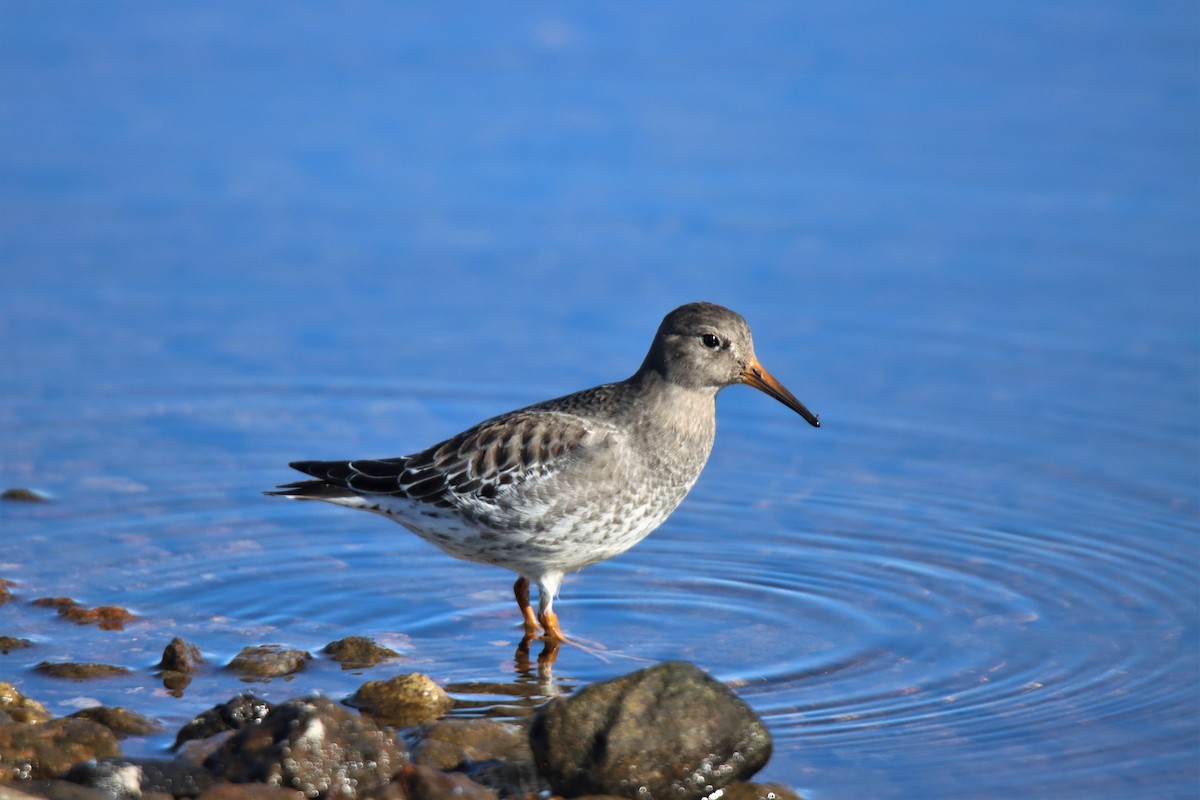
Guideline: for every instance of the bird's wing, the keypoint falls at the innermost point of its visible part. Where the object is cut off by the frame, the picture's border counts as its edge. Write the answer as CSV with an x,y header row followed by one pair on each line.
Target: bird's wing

************

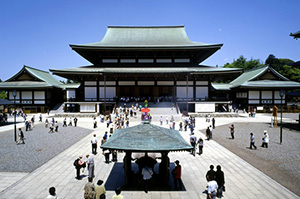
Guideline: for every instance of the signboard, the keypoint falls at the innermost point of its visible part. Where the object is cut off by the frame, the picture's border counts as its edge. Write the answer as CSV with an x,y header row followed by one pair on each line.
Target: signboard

************

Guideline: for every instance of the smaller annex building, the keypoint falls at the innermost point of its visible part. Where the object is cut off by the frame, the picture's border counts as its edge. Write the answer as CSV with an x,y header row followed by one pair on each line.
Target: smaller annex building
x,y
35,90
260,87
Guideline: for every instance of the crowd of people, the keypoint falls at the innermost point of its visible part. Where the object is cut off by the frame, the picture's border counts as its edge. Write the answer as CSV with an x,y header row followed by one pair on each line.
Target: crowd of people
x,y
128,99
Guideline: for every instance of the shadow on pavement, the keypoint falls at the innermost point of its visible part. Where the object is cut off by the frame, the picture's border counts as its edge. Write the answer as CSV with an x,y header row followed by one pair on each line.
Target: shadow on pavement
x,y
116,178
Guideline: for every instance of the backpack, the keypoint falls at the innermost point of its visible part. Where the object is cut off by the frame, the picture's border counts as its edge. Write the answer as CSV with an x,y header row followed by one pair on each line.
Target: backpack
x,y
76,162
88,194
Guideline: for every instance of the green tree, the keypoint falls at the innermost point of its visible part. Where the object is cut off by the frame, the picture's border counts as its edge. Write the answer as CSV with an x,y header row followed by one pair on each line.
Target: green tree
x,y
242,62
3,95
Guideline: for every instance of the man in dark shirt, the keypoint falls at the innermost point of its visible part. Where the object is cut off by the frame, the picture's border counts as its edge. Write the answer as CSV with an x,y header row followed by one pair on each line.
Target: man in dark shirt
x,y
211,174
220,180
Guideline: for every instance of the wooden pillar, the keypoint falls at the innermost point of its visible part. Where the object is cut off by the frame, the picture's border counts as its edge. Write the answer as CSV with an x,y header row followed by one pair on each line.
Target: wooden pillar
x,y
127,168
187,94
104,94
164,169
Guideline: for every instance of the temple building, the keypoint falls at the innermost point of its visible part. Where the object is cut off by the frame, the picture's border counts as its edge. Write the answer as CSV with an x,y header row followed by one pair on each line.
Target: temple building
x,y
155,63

************

> **Exercise description**
Reproduce the data running from the line with "Guideline: for every instance of the bird's" up to and including the line with "Target: bird's wing", and nothing else.

> **Solution below**
Guideline: for every instance of the bird's wing, the keypoint falls at the innermost point of its visible part. Where the object is cut off by the frame, the picture's border counts as its edge. Write the answer as CSV with an x,y header row followed by one pair on each line.
Target: bird's wing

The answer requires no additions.